• **Direction**:
Starting with the line that contains "Annotate the thicket" and going on through the end of the entries, change "haystack" to "hay bale" and write those lines out again with everything else left as it is.

## START Data lines

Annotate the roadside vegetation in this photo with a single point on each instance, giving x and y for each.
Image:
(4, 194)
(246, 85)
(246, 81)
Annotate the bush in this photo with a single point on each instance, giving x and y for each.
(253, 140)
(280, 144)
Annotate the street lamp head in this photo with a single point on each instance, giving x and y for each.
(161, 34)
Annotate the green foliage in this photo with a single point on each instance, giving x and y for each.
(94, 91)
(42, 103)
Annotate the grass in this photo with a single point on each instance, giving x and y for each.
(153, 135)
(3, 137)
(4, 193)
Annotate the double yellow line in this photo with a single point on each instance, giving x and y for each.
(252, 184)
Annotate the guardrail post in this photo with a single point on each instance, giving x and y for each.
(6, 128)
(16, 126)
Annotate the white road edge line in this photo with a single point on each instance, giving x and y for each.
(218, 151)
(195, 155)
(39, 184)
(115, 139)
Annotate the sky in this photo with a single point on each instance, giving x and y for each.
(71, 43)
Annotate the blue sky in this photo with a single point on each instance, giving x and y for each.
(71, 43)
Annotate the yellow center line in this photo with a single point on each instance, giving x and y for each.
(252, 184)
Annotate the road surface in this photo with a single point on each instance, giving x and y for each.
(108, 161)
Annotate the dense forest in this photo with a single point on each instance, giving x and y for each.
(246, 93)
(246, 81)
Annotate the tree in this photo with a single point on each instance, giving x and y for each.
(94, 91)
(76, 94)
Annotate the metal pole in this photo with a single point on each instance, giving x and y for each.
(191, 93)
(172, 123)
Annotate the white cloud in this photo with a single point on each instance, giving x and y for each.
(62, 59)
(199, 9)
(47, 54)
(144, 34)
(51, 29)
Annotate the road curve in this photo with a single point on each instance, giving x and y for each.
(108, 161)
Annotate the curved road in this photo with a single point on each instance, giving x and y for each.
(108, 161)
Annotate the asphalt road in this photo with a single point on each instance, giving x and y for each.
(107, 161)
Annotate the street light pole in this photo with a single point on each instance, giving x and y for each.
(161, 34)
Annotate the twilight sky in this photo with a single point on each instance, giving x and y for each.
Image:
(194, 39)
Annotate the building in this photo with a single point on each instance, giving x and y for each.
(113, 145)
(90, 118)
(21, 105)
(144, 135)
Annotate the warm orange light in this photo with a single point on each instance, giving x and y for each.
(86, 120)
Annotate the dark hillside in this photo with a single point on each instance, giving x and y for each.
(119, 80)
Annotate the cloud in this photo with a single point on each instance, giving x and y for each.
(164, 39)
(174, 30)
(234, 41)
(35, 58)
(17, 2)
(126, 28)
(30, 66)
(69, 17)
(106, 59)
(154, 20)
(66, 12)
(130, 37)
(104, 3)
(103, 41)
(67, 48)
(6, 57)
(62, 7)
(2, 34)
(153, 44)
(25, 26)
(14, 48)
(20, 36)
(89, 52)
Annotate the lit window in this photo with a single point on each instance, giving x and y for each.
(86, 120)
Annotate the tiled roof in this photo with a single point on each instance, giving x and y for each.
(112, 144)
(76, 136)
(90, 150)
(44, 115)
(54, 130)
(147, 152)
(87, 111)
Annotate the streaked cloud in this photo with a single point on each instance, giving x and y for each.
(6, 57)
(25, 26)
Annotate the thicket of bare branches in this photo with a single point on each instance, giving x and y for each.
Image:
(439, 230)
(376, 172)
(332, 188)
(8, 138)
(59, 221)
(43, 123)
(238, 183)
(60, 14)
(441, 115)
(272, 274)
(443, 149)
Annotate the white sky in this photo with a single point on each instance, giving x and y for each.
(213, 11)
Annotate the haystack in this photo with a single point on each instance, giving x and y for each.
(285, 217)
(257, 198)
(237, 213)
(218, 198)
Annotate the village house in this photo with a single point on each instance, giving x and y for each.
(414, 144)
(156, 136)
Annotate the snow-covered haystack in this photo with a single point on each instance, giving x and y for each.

## END Data lines

• **Solved problem**:
Annotate the thicket of bare branches in this photo with a single point on each instance, giving x and y for each.
Image:
(439, 230)
(376, 172)
(332, 188)
(8, 138)
(59, 221)
(43, 123)
(238, 183)
(60, 14)
(441, 115)
(272, 274)
(443, 149)
Annotate the white sky in this photo with a single point on each instance, giving x and y for each.
(213, 11)
Annotate the hay bale in this photo with a single point on each instance, giving x and y for each.
(285, 217)
(257, 198)
(237, 213)
(218, 198)
Annotate the village house in this photo with a single point on each instance, giving x and y for each.
(414, 144)
(156, 136)
Annotate the snow-covered hay bale in this photo with a single point on each instance, giving x and y for each.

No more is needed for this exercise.